Given passage:
###
First-line Treatment With Checkpoint Inhibitors Associated With Improved Overall Survival For Patients With Melanoma Brain Metastases
Bottom Line: Among patients with cutaneous melanoma who had brain metastases (MBM), first-line treatment with a checkpoint inhibitor was associated with a 1.4-fold increase in median overall survival, according to results from a national cohort.
Journal in Which the Study was Published: Cancer Immunology Research, a journal of the American Association for Cancer Research.
###
Stored data:
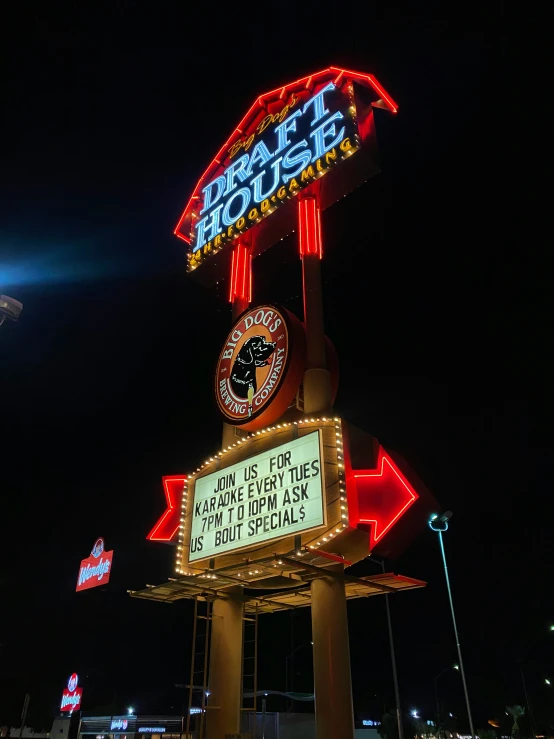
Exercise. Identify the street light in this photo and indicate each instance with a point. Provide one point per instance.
(440, 524)
(453, 667)
(9, 308)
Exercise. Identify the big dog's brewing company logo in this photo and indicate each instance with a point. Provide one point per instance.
(260, 367)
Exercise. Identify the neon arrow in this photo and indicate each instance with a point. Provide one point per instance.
(168, 525)
(383, 495)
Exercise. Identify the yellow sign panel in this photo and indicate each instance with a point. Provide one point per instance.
(280, 490)
(276, 493)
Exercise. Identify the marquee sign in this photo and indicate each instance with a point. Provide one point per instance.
(72, 695)
(260, 367)
(96, 569)
(268, 496)
(289, 139)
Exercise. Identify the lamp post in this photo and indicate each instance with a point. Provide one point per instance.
(440, 524)
(454, 667)
(9, 308)
(289, 701)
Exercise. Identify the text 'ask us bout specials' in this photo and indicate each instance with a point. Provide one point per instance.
(271, 495)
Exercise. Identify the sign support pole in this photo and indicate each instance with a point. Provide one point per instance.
(240, 297)
(228, 613)
(223, 713)
(334, 715)
(317, 380)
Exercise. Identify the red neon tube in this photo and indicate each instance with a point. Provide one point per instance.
(309, 228)
(240, 287)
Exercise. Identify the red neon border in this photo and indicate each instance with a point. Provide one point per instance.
(171, 506)
(384, 457)
(368, 79)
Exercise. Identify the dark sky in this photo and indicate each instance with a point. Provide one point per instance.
(109, 115)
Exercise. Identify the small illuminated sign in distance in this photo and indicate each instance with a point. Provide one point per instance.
(271, 495)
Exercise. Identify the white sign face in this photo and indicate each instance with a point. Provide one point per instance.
(269, 496)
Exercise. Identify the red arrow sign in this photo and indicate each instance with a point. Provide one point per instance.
(167, 527)
(383, 496)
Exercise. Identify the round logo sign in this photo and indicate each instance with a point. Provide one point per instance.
(98, 547)
(260, 367)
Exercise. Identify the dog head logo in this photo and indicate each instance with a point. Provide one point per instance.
(260, 367)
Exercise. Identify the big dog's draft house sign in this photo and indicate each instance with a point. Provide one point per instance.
(287, 150)
(260, 367)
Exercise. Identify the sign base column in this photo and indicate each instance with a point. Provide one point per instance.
(225, 683)
(334, 714)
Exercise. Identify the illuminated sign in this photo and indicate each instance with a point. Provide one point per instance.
(168, 525)
(284, 145)
(151, 729)
(95, 570)
(287, 151)
(71, 696)
(271, 495)
(260, 367)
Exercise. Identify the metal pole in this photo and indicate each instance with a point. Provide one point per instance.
(458, 646)
(24, 713)
(263, 717)
(438, 707)
(529, 709)
(394, 673)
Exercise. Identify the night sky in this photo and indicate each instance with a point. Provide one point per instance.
(109, 116)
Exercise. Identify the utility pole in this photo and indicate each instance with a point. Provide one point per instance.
(24, 713)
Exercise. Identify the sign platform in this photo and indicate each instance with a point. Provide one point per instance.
(299, 572)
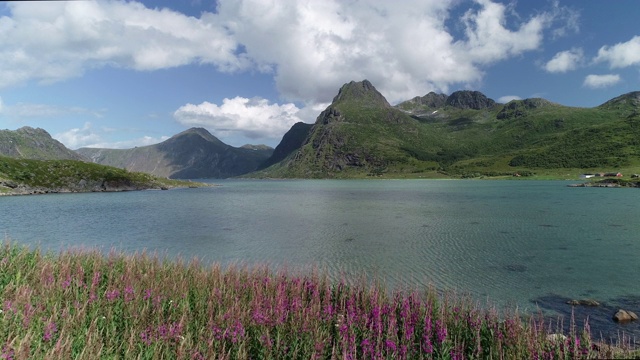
###
Aim of the task: Return the melanoma study passage between "First-line Treatment With Checkpoint" and "for Cancer Research.", inclusive, copied exactly. The records were taken from a different source.

Answer to this problem:
First-line Treatment With Checkpoint Inhibitors Associated With Improved Overall Survival For Patients With Melanoma Brain Metastases
Bottom Line: Among patients with cutaneous melanoma who had brain metastases (MBM), first-line treatment with a checkpoint inhibitor was associated with a 1.4-fold increase in median overall survival, according to results from a national cohort.
Journal in Which the Study was Published: Cancer Immunology Research, a journal of the American Association for Cancer Research.